**Source records**
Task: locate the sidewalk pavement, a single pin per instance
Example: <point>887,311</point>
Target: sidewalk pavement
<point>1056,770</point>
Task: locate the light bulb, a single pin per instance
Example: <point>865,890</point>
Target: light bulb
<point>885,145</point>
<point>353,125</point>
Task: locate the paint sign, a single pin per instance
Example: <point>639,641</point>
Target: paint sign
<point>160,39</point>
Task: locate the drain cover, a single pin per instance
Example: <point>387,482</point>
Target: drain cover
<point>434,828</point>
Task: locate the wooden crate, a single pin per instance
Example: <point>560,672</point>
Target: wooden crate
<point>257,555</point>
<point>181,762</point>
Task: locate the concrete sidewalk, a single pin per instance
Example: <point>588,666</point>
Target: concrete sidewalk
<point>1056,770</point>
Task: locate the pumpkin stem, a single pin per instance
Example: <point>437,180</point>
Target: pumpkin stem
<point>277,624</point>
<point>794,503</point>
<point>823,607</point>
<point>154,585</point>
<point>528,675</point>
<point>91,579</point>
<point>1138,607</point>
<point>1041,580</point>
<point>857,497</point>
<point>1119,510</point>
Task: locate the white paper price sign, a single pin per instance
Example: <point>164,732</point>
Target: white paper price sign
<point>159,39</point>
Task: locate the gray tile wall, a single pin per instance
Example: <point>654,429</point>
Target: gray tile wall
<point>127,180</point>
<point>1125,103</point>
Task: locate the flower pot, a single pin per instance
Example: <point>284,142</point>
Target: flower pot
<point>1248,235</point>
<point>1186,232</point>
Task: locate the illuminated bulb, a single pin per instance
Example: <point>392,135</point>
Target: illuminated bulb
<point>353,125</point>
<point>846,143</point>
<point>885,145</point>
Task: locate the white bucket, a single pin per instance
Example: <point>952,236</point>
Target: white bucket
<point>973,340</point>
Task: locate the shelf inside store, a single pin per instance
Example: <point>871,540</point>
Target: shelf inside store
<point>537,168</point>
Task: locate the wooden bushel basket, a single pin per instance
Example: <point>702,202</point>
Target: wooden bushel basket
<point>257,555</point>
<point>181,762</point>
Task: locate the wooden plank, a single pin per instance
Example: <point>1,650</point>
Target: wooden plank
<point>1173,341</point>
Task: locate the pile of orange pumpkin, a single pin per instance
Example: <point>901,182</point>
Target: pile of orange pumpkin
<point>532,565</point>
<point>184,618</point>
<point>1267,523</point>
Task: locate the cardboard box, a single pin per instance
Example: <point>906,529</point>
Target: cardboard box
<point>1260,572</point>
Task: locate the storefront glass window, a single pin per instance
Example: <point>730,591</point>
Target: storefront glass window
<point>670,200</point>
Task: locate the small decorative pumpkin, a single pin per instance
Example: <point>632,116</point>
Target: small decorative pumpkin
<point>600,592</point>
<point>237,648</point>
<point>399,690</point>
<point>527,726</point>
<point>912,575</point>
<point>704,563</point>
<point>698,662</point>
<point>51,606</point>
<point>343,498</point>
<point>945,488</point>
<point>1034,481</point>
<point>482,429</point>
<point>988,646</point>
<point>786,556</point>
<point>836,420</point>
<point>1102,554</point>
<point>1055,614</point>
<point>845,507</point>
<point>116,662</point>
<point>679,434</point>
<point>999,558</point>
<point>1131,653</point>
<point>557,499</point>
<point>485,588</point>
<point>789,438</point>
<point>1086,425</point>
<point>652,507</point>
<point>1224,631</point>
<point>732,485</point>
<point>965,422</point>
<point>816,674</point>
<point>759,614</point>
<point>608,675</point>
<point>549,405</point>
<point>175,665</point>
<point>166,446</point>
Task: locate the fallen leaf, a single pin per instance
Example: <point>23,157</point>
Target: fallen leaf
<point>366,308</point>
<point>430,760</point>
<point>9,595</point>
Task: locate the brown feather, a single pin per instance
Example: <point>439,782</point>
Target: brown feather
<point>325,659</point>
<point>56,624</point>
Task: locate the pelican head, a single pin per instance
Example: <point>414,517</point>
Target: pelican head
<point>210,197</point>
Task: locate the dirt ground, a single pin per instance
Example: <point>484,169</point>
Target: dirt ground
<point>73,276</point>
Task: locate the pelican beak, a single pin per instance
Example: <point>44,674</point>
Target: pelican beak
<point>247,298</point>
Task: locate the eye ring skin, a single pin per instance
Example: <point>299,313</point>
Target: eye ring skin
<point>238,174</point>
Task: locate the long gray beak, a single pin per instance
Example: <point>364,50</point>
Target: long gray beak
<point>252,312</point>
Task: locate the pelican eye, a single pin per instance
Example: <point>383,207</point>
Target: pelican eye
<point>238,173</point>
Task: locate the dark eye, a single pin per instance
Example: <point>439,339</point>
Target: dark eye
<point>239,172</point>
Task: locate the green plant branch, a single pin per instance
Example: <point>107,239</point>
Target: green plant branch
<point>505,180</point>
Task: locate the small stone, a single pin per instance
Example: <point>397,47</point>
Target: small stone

**Problem to work on**
Your task is to transcribe all of the entries word for word.

**Task answer**
Task: locate the sidewalk pavement, a single pin per instance
Example: <point>887,311</point>
Target: sidewalk pavement
<point>1056,770</point>
Task: locate the light bulb, a single pin per instance
Example: <point>865,890</point>
Target: light bulb
<point>885,145</point>
<point>353,125</point>
Task: locate the paint sign, a single pin per instance
Example: <point>639,641</point>
Target: paint sign
<point>160,39</point>
Task: locate the drain cover, a single pin per instance
Example: <point>387,482</point>
Target: drain cover
<point>434,828</point>
Task: locate the wooden crate, a single pin per instance
Example: <point>560,672</point>
Target: wooden crate
<point>257,555</point>
<point>181,762</point>
Task: locate the concrete sidewalk, a single pin per instance
Example: <point>588,666</point>
Target: concrete sidewalk
<point>1056,770</point>
Task: locate the pumpkin stem, a single pin per instance
Example: <point>437,180</point>
Target: pumpkin stem
<point>277,624</point>
<point>794,503</point>
<point>823,607</point>
<point>154,585</point>
<point>528,675</point>
<point>91,579</point>
<point>1138,607</point>
<point>1041,580</point>
<point>857,497</point>
<point>1119,510</point>
Task: locate the white paper price sign, a single pin per instance
Example: <point>164,732</point>
Target: white paper price sign
<point>159,39</point>
Task: locate the gray tile wall, a single pin per instance
Example: <point>654,429</point>
Target: gray tile wall
<point>127,180</point>
<point>1125,103</point>
Task: locate the flower pot, a single pin per instance
Example: <point>284,142</point>
Target: flower pot
<point>1248,235</point>
<point>1186,232</point>
Task: locate the illuminated bulb, a single pin per instance
Example: <point>392,135</point>
Target: illuminated bulb
<point>353,125</point>
<point>846,143</point>
<point>885,145</point>
Task: locate the white bucket, a single pin per instance
Example: <point>952,236</point>
Target: white bucket
<point>973,340</point>
Task: locate the shelf inside store, a single pin per instance
Example: <point>871,540</point>
Target: shelf inside store
<point>537,168</point>
Task: locate the wooden bushel basket, a single pin per instance
Example: <point>702,202</point>
Target: wooden bushel basket
<point>257,555</point>
<point>181,762</point>
Task: locate the wooden plank, a single pin per instance
Example: <point>1,650</point>
Target: wooden plank
<point>1173,341</point>
Task: locate the pile of orange pumpkin, a single pin per instance
Example: <point>901,182</point>
Target: pile of orange pumpkin
<point>532,565</point>
<point>184,618</point>
<point>1267,523</point>
Task: locate the cardboard box, a single pin per instance
Example: <point>906,529</point>
Target: cardboard box
<point>1260,572</point>
Task: locate the storefront glass window, a single pin per instance
Example: <point>730,591</point>
Target: storefront glass window
<point>670,200</point>
Task: locate the small decorative pumpkin, a single pin per instance
Example: <point>632,116</point>
Target: small decorative pumpkin
<point>600,592</point>
<point>237,648</point>
<point>399,690</point>
<point>527,726</point>
<point>912,575</point>
<point>704,563</point>
<point>698,662</point>
<point>51,606</point>
<point>343,498</point>
<point>945,488</point>
<point>1034,481</point>
<point>482,429</point>
<point>988,646</point>
<point>786,556</point>
<point>836,420</point>
<point>1102,554</point>
<point>1055,614</point>
<point>845,507</point>
<point>116,662</point>
<point>679,434</point>
<point>999,558</point>
<point>1131,653</point>
<point>557,499</point>
<point>485,588</point>
<point>789,438</point>
<point>1086,425</point>
<point>652,507</point>
<point>1224,631</point>
<point>732,485</point>
<point>965,422</point>
<point>816,674</point>
<point>759,614</point>
<point>608,675</point>
<point>549,405</point>
<point>175,665</point>
<point>166,446</point>
Task: locate the fallen leaf, a single pin per instance
Example: <point>23,157</point>
Target: fallen leaf
<point>366,308</point>
<point>430,760</point>
<point>9,595</point>
Task: locate the brown feather, a single pin per instance
Example: <point>439,782</point>
Target: brown feather
<point>325,659</point>
<point>56,624</point>
Task: locate the pelican head, a single pin per instance
Example: <point>414,517</point>
Target: pelican head
<point>210,197</point>
Task: locate the dirt ground, a single pin per instance
Example: <point>484,169</point>
Target: dirt ground
<point>73,276</point>
Task: locate the pelican beak, a single pin per instance
Example: <point>44,674</point>
Target: pelican beak
<point>247,298</point>
Task: locate the eye ring skin, a single pin per instance
Example: <point>299,313</point>
Target: eye ring skin
<point>238,174</point>
Task: locate the long gray beak, a single pin per instance
Example: <point>364,50</point>
Target: long gray beak
<point>252,312</point>
Task: locate the pelican eye, a single pin per instance
Example: <point>383,207</point>
Target: pelican eye
<point>238,173</point>
Task: locate the dark eye, a single pin per instance
Example: <point>439,339</point>
Target: dark eye
<point>239,172</point>
Task: locate the green plant branch, a single pin per instance
Example: <point>107,239</point>
Target: green plant branch
<point>505,180</point>
Task: locate the small stone, a single pin per instance
Example: <point>397,47</point>
Target: small stone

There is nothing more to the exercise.